** START Data provided **

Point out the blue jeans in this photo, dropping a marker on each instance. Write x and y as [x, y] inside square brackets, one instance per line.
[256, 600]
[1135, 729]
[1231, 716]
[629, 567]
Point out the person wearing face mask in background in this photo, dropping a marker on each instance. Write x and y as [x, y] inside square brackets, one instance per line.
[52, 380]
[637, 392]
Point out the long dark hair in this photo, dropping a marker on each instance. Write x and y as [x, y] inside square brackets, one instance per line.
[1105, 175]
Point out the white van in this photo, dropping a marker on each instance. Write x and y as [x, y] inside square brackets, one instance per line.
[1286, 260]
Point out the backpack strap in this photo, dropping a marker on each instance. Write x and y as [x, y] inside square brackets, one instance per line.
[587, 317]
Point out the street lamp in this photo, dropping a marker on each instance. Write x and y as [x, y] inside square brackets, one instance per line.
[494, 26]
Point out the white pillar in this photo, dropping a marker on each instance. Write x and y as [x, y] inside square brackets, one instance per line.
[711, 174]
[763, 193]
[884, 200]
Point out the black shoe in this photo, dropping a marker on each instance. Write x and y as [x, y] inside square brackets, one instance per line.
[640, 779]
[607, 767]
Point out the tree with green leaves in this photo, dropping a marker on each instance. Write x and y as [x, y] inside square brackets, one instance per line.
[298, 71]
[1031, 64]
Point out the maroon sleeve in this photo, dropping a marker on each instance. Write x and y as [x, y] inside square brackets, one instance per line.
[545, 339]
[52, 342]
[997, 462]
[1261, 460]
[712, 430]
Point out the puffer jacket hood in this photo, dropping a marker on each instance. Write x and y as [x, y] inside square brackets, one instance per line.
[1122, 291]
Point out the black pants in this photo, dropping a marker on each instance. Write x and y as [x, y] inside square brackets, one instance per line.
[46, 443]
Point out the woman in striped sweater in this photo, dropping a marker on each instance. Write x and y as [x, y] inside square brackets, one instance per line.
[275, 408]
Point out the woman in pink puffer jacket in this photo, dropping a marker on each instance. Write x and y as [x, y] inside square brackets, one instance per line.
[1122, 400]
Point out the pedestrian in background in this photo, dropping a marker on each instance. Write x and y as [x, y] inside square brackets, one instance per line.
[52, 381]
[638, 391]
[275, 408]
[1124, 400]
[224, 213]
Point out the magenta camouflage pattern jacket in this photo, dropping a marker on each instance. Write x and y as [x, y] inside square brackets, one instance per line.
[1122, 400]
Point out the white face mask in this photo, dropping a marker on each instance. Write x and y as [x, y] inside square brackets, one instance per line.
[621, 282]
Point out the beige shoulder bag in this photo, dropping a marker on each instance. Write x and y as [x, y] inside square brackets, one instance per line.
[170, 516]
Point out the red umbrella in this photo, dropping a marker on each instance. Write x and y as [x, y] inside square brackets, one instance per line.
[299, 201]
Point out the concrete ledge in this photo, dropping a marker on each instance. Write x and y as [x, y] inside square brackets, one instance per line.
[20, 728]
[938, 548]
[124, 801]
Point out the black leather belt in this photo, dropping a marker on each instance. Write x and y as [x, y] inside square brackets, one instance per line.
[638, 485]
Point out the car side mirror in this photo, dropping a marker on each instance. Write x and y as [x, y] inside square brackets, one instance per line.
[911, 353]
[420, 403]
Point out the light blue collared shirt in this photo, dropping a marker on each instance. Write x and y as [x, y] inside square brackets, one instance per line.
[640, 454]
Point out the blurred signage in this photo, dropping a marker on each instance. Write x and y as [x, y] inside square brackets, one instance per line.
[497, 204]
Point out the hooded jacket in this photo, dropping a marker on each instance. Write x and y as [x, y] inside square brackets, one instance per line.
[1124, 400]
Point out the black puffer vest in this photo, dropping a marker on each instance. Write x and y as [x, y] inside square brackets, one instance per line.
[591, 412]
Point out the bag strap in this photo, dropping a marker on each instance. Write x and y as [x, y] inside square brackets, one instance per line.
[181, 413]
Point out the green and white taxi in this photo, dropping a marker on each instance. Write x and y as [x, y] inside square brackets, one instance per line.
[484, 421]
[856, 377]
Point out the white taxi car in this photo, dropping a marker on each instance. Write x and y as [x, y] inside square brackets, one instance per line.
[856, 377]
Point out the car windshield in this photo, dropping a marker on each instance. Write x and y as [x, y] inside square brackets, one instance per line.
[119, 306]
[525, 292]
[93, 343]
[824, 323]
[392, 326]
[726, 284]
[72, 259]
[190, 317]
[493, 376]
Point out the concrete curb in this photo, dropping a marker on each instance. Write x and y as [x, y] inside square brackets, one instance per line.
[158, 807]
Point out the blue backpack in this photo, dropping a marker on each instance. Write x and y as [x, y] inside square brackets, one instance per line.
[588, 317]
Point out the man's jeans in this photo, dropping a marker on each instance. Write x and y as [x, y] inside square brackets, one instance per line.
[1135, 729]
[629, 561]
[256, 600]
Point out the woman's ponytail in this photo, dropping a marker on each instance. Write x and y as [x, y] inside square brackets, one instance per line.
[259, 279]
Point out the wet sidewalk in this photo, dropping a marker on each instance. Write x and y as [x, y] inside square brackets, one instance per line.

** END Data provided **

__Task to carry out__
Reproduce only those lines of the entries above that run from the line with "Point out the concrete curb" to the final line.

__Task solution__
Point out the concrete curb in this photo, dropping a marker on each instance. Write x and y as [x, y] inside square brackets, one instance per line.
[158, 807]
Point out the blue backpack in this photo, dropping a marker on each instance. Write x and y as [x, y] inside square brackets, one instance per line.
[588, 317]
Point out the man's jeans in this photo, dropping a marker on each instance. Write x and y as [x, y] inside square brackets, one instance per line.
[1135, 729]
[629, 561]
[256, 600]
Point out the woman's ponytail in this photo, dropping a marker on each instance. Write x and y as [x, y] inside square brackets, one instance per line.
[259, 279]
Point out the wet sidewalk in this photo, dropping a marker on each instance. Write x and y as [x, y] inside square brackets, one instance per line.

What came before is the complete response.